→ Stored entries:

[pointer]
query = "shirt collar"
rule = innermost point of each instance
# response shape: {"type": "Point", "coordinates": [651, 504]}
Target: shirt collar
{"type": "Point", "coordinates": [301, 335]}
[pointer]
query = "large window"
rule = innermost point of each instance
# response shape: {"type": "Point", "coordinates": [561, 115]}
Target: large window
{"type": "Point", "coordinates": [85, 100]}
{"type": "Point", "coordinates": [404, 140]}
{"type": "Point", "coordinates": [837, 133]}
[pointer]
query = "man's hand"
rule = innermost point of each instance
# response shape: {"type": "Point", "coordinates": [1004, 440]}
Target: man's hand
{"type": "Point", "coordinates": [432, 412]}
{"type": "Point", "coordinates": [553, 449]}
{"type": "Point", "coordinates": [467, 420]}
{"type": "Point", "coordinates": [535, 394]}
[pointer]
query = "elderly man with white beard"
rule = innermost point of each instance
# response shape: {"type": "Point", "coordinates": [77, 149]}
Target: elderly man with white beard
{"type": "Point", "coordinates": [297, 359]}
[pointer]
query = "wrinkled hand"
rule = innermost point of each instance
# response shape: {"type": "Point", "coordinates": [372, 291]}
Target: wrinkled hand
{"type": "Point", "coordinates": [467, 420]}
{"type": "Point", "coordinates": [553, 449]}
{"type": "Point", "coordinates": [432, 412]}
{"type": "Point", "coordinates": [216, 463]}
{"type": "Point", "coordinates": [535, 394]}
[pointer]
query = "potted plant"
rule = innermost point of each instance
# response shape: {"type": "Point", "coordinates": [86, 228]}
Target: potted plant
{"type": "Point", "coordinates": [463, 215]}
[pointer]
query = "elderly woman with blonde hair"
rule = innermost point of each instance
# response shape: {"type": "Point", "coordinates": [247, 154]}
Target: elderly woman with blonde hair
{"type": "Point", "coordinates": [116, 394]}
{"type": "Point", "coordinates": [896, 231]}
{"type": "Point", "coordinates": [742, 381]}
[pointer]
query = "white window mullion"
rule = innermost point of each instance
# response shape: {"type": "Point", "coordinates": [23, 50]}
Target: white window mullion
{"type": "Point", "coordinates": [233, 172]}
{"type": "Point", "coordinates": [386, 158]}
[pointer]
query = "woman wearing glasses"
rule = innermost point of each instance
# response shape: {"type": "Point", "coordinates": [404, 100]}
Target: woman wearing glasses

→ EXERCISE DIRECTIONS: Look above for every line with the word "glasses" and copy it.

→ ANSWER TO THE PROBLEM:
query = "woman wearing glasses"
Target: woman wearing glasses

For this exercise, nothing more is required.